--- start of Record excerpts ---

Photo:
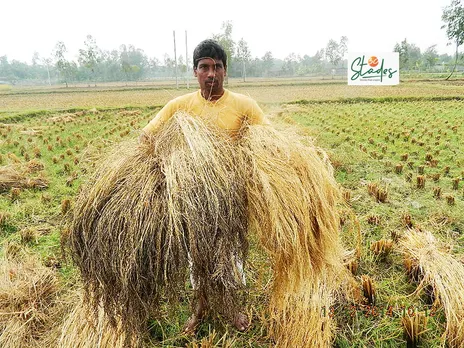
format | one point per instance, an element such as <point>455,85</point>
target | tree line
<point>130,64</point>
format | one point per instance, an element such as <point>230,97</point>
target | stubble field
<point>397,154</point>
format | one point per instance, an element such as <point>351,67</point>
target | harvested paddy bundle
<point>80,330</point>
<point>292,196</point>
<point>183,199</point>
<point>28,296</point>
<point>152,208</point>
<point>10,177</point>
<point>440,270</point>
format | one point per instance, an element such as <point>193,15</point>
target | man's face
<point>210,74</point>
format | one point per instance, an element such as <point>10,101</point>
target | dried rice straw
<point>445,274</point>
<point>189,192</point>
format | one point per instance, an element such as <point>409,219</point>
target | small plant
<point>353,267</point>
<point>373,219</point>
<point>28,235</point>
<point>412,270</point>
<point>420,181</point>
<point>414,326</point>
<point>65,206</point>
<point>381,195</point>
<point>346,195</point>
<point>368,289</point>
<point>382,247</point>
<point>15,193</point>
<point>437,192</point>
<point>406,220</point>
<point>435,177</point>
<point>450,199</point>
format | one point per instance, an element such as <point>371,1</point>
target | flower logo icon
<point>373,61</point>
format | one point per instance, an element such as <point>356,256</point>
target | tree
<point>244,55</point>
<point>268,62</point>
<point>335,51</point>
<point>90,56</point>
<point>409,54</point>
<point>47,62</point>
<point>430,56</point>
<point>225,40</point>
<point>453,16</point>
<point>318,60</point>
<point>61,64</point>
<point>290,63</point>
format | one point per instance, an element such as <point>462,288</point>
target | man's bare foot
<point>191,324</point>
<point>196,318</point>
<point>241,322</point>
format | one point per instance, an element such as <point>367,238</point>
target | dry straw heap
<point>438,269</point>
<point>191,193</point>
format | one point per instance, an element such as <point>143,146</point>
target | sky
<point>282,27</point>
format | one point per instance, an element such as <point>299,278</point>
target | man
<point>213,103</point>
<point>219,107</point>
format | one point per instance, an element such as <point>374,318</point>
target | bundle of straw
<point>187,194</point>
<point>28,294</point>
<point>292,197</point>
<point>152,208</point>
<point>445,274</point>
<point>79,330</point>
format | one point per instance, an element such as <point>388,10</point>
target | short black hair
<point>211,49</point>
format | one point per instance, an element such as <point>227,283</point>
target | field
<point>397,152</point>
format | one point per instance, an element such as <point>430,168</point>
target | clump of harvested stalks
<point>10,177</point>
<point>187,193</point>
<point>414,327</point>
<point>28,292</point>
<point>444,274</point>
<point>292,197</point>
<point>148,210</point>
<point>80,330</point>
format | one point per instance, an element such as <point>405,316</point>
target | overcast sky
<point>281,27</point>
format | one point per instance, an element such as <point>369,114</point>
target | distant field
<point>381,136</point>
<point>268,92</point>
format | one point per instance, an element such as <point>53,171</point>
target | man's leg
<point>197,315</point>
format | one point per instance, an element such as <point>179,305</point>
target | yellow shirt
<point>228,112</point>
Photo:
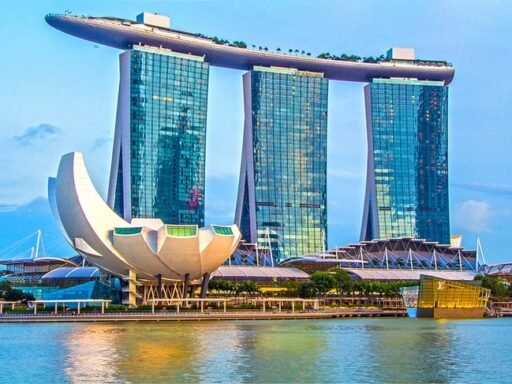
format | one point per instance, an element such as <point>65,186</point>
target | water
<point>357,350</point>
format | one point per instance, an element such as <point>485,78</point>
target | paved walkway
<point>196,316</point>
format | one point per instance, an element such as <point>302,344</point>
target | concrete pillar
<point>132,289</point>
<point>185,287</point>
<point>204,285</point>
<point>159,286</point>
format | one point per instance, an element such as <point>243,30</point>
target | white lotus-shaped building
<point>145,248</point>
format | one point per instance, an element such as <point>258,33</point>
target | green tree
<point>323,282</point>
<point>344,283</point>
<point>498,287</point>
<point>307,290</point>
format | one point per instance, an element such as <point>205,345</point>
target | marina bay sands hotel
<point>158,163</point>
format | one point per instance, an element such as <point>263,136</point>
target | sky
<point>58,94</point>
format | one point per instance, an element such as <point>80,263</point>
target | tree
<point>497,286</point>
<point>323,282</point>
<point>307,290</point>
<point>344,283</point>
<point>249,287</point>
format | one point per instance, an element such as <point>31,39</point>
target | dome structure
<point>147,248</point>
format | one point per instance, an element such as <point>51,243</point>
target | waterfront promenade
<point>198,316</point>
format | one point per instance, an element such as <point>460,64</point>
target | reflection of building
<point>283,186</point>
<point>143,249</point>
<point>393,259</point>
<point>407,177</point>
<point>160,141</point>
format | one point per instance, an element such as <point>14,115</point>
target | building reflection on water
<point>358,350</point>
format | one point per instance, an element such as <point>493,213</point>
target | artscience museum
<point>167,258</point>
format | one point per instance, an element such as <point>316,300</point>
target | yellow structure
<point>440,298</point>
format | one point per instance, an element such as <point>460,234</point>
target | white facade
<point>144,247</point>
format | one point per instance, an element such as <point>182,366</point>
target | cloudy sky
<point>58,94</point>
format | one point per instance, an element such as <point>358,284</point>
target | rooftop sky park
<point>156,32</point>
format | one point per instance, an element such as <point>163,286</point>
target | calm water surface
<point>362,350</point>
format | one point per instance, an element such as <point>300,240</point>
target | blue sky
<point>58,94</point>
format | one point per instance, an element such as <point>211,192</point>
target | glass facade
<point>285,165</point>
<point>407,181</point>
<point>168,98</point>
<point>440,293</point>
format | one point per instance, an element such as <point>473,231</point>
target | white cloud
<point>473,216</point>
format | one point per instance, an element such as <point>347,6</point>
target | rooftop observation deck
<point>124,34</point>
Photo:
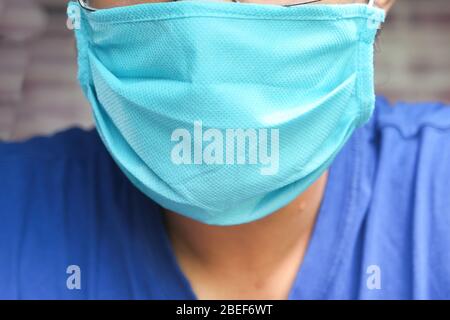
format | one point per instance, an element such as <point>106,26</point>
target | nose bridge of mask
<point>323,59</point>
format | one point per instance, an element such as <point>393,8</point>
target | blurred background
<point>39,93</point>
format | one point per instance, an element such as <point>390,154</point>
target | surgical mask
<point>226,112</point>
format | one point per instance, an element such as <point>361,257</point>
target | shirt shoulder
<point>64,202</point>
<point>409,211</point>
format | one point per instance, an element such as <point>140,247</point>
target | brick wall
<point>413,56</point>
<point>39,93</point>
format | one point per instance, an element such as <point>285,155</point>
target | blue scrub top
<point>383,230</point>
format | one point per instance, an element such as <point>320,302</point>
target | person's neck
<point>272,246</point>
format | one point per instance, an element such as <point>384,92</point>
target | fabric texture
<point>64,201</point>
<point>150,70</point>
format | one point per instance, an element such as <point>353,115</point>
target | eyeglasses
<point>86,3</point>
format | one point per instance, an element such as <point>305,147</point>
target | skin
<point>257,260</point>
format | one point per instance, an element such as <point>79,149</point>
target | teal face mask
<point>226,112</point>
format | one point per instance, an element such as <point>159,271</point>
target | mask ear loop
<point>84,5</point>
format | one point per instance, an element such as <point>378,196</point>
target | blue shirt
<point>383,229</point>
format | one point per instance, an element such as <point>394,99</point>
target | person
<point>359,207</point>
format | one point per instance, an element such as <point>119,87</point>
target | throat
<point>257,260</point>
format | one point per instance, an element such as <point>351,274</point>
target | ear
<point>384,4</point>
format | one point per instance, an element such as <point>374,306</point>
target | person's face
<point>385,4</point>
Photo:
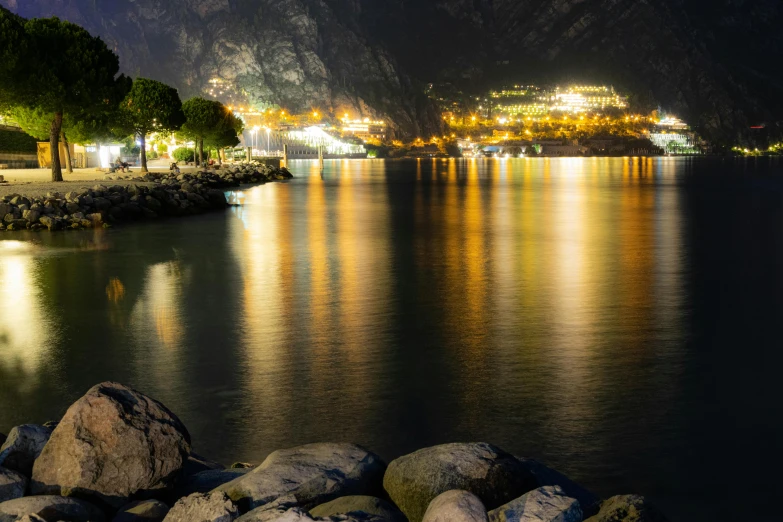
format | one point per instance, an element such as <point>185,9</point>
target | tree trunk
<point>143,140</point>
<point>54,144</point>
<point>68,164</point>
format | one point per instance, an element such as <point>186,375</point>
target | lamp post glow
<point>253,134</point>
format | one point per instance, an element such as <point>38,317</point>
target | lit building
<point>587,98</point>
<point>532,101</point>
<point>364,129</point>
<point>673,123</point>
<point>675,142</point>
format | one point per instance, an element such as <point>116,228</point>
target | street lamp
<point>268,131</point>
<point>253,134</point>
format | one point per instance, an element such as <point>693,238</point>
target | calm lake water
<point>618,319</point>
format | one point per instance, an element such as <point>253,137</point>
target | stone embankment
<point>118,455</point>
<point>150,197</point>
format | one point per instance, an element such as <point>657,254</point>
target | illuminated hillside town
<point>513,121</point>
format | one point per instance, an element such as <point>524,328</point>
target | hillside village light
<point>253,134</point>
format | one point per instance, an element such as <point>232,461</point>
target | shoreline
<point>120,455</point>
<point>76,205</point>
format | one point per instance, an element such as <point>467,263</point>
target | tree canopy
<point>210,122</point>
<point>13,48</point>
<point>151,106</point>
<point>50,66</point>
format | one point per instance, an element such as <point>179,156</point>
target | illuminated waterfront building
<point>364,129</point>
<point>531,101</point>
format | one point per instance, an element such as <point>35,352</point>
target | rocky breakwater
<point>118,455</point>
<point>150,197</point>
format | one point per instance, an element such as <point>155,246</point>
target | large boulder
<point>546,476</point>
<point>359,504</point>
<point>197,463</point>
<point>199,507</point>
<point>12,484</point>
<point>284,510</point>
<point>313,474</point>
<point>22,446</point>
<point>142,511</point>
<point>456,506</point>
<point>627,508</point>
<point>51,508</point>
<point>113,445</point>
<point>547,504</point>
<point>206,481</point>
<point>414,480</point>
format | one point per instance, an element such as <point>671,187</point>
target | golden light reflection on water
<point>510,280</point>
<point>158,323</point>
<point>25,323</point>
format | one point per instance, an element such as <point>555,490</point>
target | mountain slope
<point>712,62</point>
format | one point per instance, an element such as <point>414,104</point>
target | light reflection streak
<point>25,325</point>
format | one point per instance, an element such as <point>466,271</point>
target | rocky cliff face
<point>299,54</point>
<point>713,62</point>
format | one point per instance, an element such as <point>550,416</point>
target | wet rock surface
<point>153,196</point>
<point>22,446</point>
<point>113,445</point>
<point>359,504</point>
<point>627,508</point>
<point>546,504</point>
<point>119,455</point>
<point>51,508</point>
<point>414,480</point>
<point>456,506</point>
<point>313,474</point>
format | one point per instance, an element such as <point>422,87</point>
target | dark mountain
<point>714,63</point>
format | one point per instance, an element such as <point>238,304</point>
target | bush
<point>130,151</point>
<point>16,141</point>
<point>183,154</point>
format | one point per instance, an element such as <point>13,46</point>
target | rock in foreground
<point>547,504</point>
<point>51,508</point>
<point>314,474</point>
<point>359,504</point>
<point>118,454</point>
<point>12,484</point>
<point>142,511</point>
<point>627,508</point>
<point>212,507</point>
<point>456,506</point>
<point>490,473</point>
<point>22,446</point>
<point>113,445</point>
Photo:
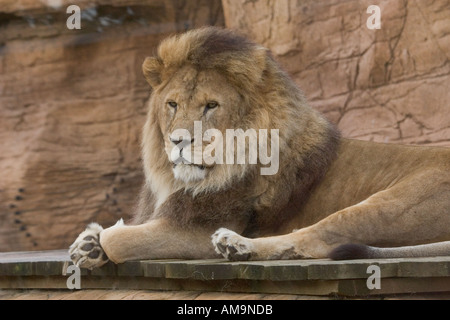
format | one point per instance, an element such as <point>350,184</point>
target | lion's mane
<point>308,142</point>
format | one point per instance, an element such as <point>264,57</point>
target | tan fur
<point>333,190</point>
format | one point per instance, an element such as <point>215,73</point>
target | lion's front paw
<point>231,245</point>
<point>86,251</point>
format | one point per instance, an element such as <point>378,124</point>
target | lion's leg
<point>156,239</point>
<point>406,214</point>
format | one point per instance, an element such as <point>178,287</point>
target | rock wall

--- end of Record excerpts ---

Exercise directions -> Please return the lines verbatim, starting with the first line and going on through the line with "<point>290,63</point>", both included. Leave the pictures out of your answer.

The solution ->
Photo:
format | one point per instance, an element such as <point>455,85</point>
target | tree line
<point>130,64</point>
format | one point per instance, an element such as <point>230,97</point>
target | stubble field
<point>397,154</point>
format | one point per instance, an element such as <point>351,67</point>
target | harvested paddy bundle
<point>80,330</point>
<point>292,196</point>
<point>183,199</point>
<point>28,296</point>
<point>152,208</point>
<point>10,177</point>
<point>440,270</point>
format | one point per instance, an element such as <point>193,15</point>
target | man's face
<point>210,74</point>
format | one point per instance, an element such as <point>10,101</point>
target | dried rice straw
<point>445,274</point>
<point>189,192</point>
format | one point per instance, an element such as <point>409,219</point>
target | small plant
<point>353,267</point>
<point>373,219</point>
<point>28,235</point>
<point>412,270</point>
<point>420,181</point>
<point>414,326</point>
<point>65,206</point>
<point>381,195</point>
<point>346,195</point>
<point>368,289</point>
<point>382,247</point>
<point>15,193</point>
<point>437,192</point>
<point>406,220</point>
<point>435,177</point>
<point>450,199</point>
format | one point per instance, an element such as <point>371,1</point>
target | flower logo icon
<point>373,61</point>
format | one point per instance, an element such as <point>356,256</point>
target | tree
<point>244,55</point>
<point>268,62</point>
<point>335,51</point>
<point>90,56</point>
<point>409,54</point>
<point>47,62</point>
<point>430,56</point>
<point>225,40</point>
<point>453,16</point>
<point>318,60</point>
<point>61,64</point>
<point>290,63</point>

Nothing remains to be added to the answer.